[Items for identifying locations]
%%
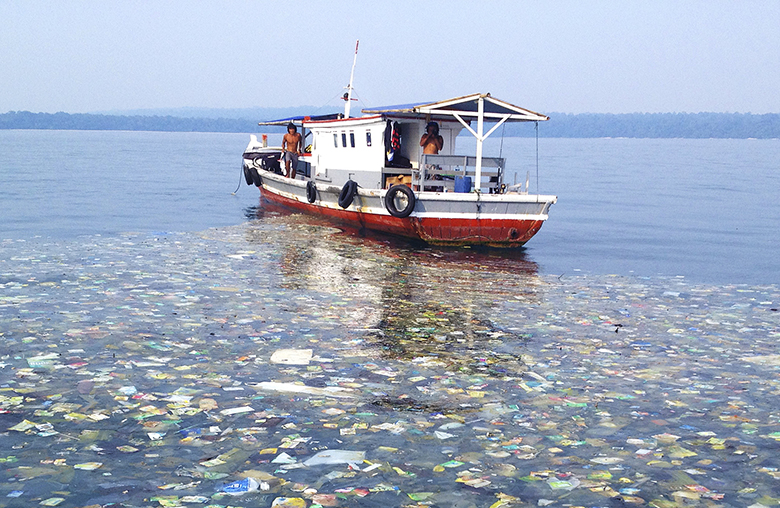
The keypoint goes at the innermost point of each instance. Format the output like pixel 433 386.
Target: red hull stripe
pixel 449 231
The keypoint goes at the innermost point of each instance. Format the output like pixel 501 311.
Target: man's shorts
pixel 292 157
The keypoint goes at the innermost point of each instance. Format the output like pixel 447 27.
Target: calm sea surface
pixel 704 209
pixel 164 342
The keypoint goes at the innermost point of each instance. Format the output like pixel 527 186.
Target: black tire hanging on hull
pixel 256 178
pixel 311 192
pixel 347 194
pixel 390 201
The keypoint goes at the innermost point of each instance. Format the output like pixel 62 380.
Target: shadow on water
pixel 427 306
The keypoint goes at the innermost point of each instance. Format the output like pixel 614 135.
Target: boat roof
pixel 298 120
pixel 464 107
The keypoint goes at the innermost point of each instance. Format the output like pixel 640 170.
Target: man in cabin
pixel 431 141
pixel 291 149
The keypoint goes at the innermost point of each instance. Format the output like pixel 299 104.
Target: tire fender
pixel 390 201
pixel 311 191
pixel 347 194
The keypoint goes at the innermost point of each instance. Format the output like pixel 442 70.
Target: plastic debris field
pixel 282 363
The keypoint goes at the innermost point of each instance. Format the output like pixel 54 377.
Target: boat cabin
pixel 383 148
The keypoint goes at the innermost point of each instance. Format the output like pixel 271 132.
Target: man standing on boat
pixel 431 141
pixel 291 149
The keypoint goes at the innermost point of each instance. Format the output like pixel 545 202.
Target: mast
pixel 348 95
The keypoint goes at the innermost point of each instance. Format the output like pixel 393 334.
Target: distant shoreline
pixel 561 125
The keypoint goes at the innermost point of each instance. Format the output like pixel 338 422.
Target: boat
pixel 370 172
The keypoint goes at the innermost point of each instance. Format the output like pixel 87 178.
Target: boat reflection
pixel 431 306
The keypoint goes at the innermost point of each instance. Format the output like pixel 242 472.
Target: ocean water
pixel 162 339
pixel 703 209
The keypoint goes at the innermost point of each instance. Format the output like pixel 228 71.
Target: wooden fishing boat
pixel 370 171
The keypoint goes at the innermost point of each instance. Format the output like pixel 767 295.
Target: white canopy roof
pixel 479 107
pixel 466 107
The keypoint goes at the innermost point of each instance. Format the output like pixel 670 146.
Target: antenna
pixel 348 96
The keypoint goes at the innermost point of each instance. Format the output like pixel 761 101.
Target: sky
pixel 660 56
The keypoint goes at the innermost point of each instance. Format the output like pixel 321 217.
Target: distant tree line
pixel 561 125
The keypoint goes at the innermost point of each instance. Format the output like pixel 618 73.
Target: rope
pixel 240 175
pixel 536 128
pixel 501 148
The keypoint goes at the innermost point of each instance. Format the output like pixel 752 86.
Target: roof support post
pixel 480 128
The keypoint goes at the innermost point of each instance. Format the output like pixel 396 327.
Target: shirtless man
pixel 431 141
pixel 291 149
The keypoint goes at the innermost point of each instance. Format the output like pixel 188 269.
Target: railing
pixel 438 172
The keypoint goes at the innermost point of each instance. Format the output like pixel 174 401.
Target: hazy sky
pixel 549 56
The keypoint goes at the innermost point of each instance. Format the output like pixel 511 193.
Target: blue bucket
pixel 463 184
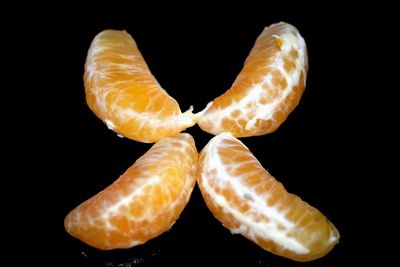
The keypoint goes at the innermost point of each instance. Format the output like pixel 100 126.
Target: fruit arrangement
pixel 148 198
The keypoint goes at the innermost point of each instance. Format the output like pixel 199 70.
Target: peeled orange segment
pixel 267 89
pixel 144 202
pixel 123 93
pixel 249 201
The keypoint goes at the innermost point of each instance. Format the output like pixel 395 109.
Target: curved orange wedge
pixel 123 93
pixel 144 202
pixel 249 201
pixel 267 89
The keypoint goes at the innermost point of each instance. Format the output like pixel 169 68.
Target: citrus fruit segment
pixel 123 93
pixel 267 89
pixel 144 202
pixel 249 201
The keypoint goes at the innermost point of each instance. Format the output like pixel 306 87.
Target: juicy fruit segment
pixel 123 93
pixel 144 202
pixel 249 201
pixel 267 89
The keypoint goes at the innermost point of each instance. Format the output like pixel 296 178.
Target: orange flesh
pixel 144 202
pixel 123 93
pixel 274 75
pixel 248 200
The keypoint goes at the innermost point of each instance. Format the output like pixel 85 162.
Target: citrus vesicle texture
pixel 267 89
pixel 249 201
pixel 142 203
pixel 123 93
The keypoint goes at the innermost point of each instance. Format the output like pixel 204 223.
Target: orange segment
pixel 144 202
pixel 123 93
pixel 267 89
pixel 249 201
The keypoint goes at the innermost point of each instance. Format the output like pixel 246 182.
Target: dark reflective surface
pixel 75 156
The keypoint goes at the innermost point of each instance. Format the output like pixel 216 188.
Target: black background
pixel 65 154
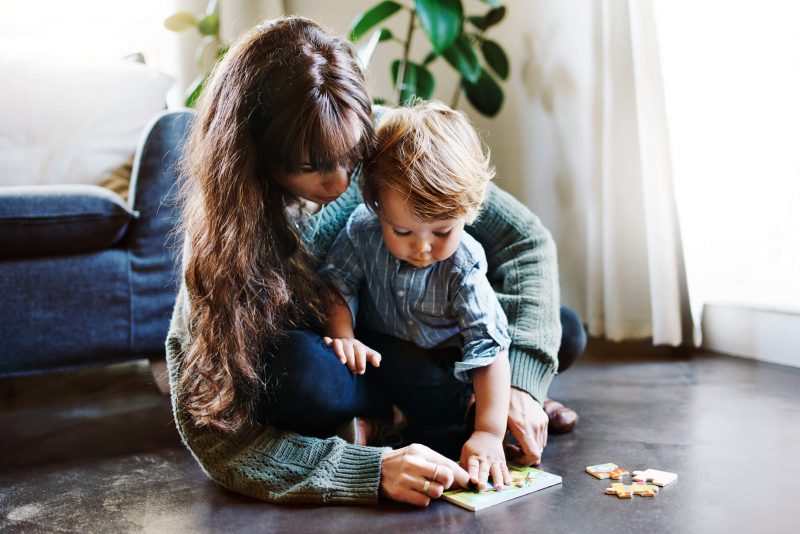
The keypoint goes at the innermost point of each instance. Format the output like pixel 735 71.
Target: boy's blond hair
pixel 431 155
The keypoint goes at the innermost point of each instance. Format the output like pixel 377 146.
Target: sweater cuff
pixel 358 476
pixel 530 374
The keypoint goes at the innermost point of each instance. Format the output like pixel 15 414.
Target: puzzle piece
pixel 654 476
pixel 624 491
pixel 609 470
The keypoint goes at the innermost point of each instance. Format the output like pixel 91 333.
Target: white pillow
pixel 71 123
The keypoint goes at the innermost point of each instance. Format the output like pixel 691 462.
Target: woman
pixel 270 167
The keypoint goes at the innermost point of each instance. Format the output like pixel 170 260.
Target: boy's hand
pixel 353 353
pixel 482 455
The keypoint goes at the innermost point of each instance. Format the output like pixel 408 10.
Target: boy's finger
pixel 338 349
pixel 361 359
pixel 374 358
pixel 497 476
pixel 351 359
pixel 484 475
pixel 506 474
pixel 473 464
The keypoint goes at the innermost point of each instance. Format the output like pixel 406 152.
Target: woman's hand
pixel 483 455
pixel 527 422
pixel 416 474
pixel 353 353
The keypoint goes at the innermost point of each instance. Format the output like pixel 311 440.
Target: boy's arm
pixel 492 393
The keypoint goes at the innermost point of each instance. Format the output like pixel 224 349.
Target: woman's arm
pixel 523 270
pixel 265 462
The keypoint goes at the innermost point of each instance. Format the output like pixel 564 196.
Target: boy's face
pixel 416 242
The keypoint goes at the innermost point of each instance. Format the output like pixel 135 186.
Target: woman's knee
pixel 295 367
pixel 573 339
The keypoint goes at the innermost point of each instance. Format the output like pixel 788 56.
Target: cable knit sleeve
pixel 265 462
pixel 524 273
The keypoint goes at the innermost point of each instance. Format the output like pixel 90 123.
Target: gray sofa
pixel 86 278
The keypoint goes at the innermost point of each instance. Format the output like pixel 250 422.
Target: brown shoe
pixel 561 418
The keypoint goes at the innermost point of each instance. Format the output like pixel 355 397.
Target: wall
pixel 541 141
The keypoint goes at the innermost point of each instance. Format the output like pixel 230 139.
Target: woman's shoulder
pixel 363 222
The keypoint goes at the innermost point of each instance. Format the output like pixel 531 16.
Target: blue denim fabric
pixel 74 309
pixel 60 312
pixel 66 219
pixel 309 391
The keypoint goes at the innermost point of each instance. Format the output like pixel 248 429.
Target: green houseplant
pixel 208 26
pixel 453 37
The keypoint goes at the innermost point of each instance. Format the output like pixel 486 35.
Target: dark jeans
pixel 309 391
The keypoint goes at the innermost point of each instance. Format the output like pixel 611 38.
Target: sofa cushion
pixel 73 122
pixel 64 219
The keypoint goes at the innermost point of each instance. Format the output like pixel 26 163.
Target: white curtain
pixel 636 284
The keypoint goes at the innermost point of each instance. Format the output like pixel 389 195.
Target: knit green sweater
pixel 274 465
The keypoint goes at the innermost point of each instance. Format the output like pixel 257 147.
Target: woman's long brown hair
pixel 285 92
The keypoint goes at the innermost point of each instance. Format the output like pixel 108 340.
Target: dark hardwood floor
pixel 96 451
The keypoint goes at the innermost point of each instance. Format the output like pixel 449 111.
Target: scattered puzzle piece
pixel 608 470
pixel 624 491
pixel 654 476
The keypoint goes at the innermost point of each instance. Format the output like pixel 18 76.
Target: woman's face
pixel 320 187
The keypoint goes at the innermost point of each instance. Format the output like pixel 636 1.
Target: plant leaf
pixel 373 16
pixel 385 35
pixel 463 58
pixel 441 20
pixel 194 90
pixel 488 20
pixel 485 95
pixel 180 21
pixel 209 25
pixel 495 57
pixel 417 81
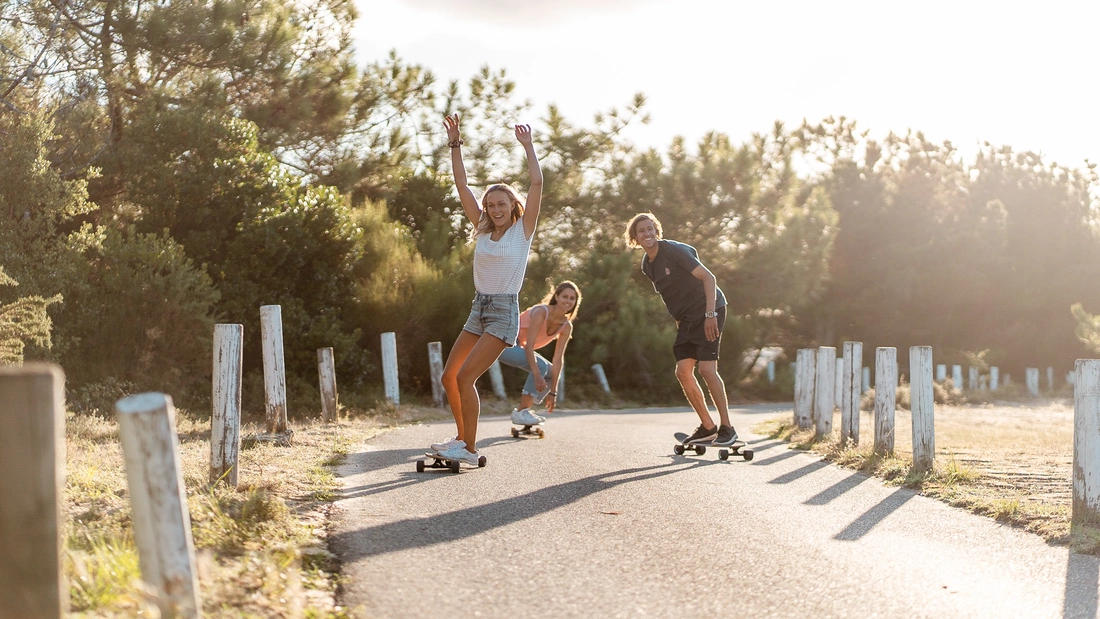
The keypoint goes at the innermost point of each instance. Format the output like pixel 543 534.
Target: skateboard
pixel 440 462
pixel 531 430
pixel 738 448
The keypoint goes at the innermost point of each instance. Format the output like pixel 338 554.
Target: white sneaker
pixel 526 418
pixel 448 444
pixel 460 453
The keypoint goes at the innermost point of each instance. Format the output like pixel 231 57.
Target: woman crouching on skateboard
pixel 693 298
pixel 539 325
pixel 504 228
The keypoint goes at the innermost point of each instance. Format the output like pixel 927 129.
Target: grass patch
pixel 261 546
pixel 978 484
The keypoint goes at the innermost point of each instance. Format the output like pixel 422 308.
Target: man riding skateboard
pixel 693 298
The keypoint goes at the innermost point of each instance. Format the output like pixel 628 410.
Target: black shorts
pixel 691 339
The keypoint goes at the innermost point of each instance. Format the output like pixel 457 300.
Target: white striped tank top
pixel 499 265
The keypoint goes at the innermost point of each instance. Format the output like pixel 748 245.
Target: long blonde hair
pixel 485 224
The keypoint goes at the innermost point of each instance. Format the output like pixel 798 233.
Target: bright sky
pixel 1022 74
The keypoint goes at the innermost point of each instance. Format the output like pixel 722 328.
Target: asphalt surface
pixel 602 519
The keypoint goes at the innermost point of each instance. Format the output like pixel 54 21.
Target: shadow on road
pixel 864 524
pixel 1081 574
pixel 418 532
pixel 836 489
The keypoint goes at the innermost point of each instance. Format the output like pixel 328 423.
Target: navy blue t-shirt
pixel 683 294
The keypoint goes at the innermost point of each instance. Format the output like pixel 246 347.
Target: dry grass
pixel 1011 462
pixel 261 546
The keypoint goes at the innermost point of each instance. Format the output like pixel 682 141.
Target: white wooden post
pixel 271 333
pixel 1031 375
pixel 1087 440
pixel 824 390
pixel 32 459
pixel 327 378
pixel 226 399
pixel 849 391
pixel 436 364
pixel 389 367
pixel 922 405
pixel 804 376
pixel 886 393
pixel 838 383
pixel 601 377
pixel 158 501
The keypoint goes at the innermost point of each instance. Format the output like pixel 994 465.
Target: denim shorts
pixel 496 314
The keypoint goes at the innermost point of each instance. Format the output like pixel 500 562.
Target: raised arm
pixel 559 355
pixel 465 195
pixel 535 194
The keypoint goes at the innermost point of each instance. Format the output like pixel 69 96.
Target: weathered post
pixel 1087 441
pixel 838 383
pixel 601 377
pixel 922 405
pixel 824 390
pixel 849 391
pixel 32 459
pixel 804 376
pixel 158 501
pixel 1031 375
pixel 436 364
pixel 327 378
pixel 886 394
pixel 226 399
pixel 389 367
pixel 271 333
pixel 497 378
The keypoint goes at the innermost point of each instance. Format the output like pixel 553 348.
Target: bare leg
pixel 480 358
pixel 685 373
pixel 717 388
pixel 458 355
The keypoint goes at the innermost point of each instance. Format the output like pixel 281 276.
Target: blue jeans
pixel 516 356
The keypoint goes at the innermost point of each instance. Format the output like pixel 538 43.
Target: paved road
pixel 602 519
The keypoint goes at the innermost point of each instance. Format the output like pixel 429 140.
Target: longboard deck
pixel 440 462
pixel 737 448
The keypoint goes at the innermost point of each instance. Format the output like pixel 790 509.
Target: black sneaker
pixel 701 435
pixel 726 435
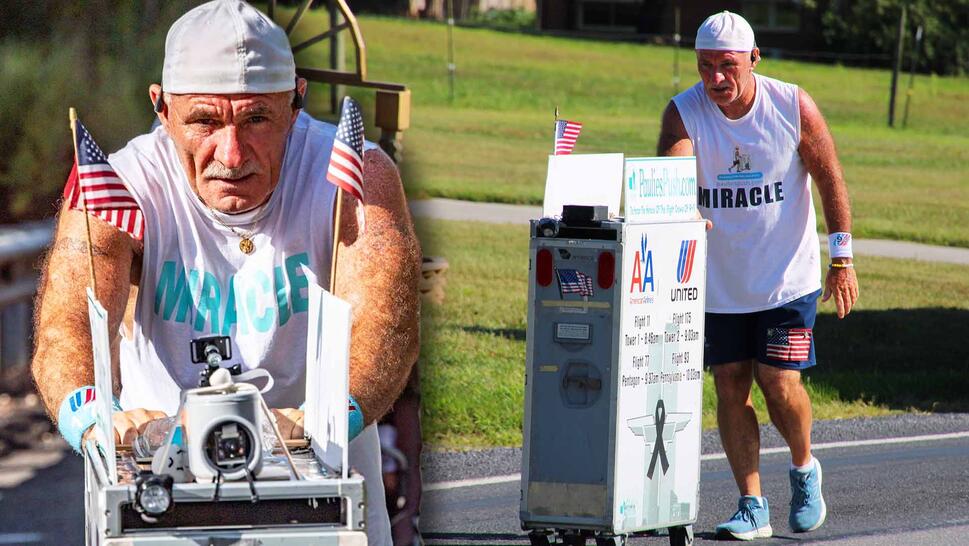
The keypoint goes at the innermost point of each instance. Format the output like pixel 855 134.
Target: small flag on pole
pixel 104 194
pixel 566 133
pixel 346 159
pixel 572 281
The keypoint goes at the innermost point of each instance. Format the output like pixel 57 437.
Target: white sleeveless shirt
pixel 196 282
pixel 763 249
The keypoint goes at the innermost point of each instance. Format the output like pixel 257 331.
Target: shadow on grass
pixel 900 358
pixel 515 334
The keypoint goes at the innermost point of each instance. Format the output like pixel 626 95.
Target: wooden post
pixel 676 49
pixel 338 57
pixel 72 115
pixel 899 49
pixel 451 67
pixel 911 77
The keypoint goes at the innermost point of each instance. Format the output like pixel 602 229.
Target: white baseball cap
pixel 227 46
pixel 725 31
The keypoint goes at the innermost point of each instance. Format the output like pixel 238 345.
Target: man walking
pixel 764 258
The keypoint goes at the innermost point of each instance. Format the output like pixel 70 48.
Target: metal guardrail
pixel 21 248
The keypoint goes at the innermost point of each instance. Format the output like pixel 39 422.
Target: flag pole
pixel 72 114
pixel 555 128
pixel 336 239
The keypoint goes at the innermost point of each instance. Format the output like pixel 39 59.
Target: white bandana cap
pixel 725 31
pixel 224 47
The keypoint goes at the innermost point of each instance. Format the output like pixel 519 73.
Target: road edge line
pixel 508 478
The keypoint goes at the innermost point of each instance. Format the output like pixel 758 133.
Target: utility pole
pixel 899 50
pixel 911 77
pixel 451 68
pixel 676 49
pixel 338 57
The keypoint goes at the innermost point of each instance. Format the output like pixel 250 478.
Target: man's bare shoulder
pixel 812 121
pixel 673 136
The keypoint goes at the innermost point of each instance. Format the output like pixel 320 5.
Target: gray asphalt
pixel 441 466
pixel 499 213
pixel 915 493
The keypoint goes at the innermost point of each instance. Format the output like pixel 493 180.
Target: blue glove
pixel 354 417
pixel 78 413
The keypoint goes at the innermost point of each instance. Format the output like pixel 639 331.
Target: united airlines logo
pixel 684 272
pixel 684 266
pixel 81 397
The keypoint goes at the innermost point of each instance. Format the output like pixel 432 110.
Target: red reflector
pixel 607 270
pixel 543 268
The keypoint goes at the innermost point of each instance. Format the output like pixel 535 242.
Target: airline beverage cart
pixel 614 368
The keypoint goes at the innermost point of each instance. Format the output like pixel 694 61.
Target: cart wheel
pixel 681 536
pixel 538 538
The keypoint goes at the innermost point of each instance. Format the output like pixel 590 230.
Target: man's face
pixel 231 146
pixel 727 75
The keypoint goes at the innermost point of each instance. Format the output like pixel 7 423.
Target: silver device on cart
pixel 613 378
pixel 222 474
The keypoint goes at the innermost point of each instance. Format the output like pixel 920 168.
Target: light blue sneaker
pixel 751 521
pixel 807 505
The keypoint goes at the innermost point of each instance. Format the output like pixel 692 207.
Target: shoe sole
pixel 764 532
pixel 824 507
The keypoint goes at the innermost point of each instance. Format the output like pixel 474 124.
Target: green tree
pixel 870 26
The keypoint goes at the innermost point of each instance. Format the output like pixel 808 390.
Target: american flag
pixel 105 195
pixel 789 344
pixel 572 281
pixel 346 159
pixel 566 133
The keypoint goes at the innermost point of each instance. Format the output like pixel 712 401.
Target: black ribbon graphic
pixel 659 446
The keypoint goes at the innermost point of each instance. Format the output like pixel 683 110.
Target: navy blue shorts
pixel 782 337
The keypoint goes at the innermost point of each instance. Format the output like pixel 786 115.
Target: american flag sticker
pixel 94 184
pixel 346 159
pixel 566 133
pixel 789 344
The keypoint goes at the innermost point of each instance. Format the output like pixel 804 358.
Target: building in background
pixel 780 25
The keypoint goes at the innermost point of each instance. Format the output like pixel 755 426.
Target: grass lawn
pixel 491 143
pixel 902 349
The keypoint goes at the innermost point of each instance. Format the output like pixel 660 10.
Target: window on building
pixel 773 15
pixel 609 14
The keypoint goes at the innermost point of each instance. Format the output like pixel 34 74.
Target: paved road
pixel 451 209
pixel 913 493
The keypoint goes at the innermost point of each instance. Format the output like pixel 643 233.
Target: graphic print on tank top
pixel 740 185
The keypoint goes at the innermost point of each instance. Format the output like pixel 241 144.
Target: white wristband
pixel 839 245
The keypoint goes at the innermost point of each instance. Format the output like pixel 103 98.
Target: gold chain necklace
pixel 245 237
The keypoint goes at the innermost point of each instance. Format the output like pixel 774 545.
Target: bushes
pixel 870 26
pixel 98 56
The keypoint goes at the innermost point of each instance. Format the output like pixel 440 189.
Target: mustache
pixel 216 169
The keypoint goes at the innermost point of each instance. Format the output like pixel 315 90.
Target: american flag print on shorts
pixel 789 344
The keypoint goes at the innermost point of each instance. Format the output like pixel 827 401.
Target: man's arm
pixel 378 273
pixel 62 358
pixel 819 156
pixel 673 138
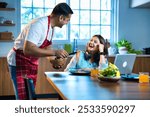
%%
**AIM OF THE EXERCISE:** If you tally the lines of the rows above that contain the string "white", with case counting, what number do you get? Give only the number.

**ANSWER TO THIS TASK:** 10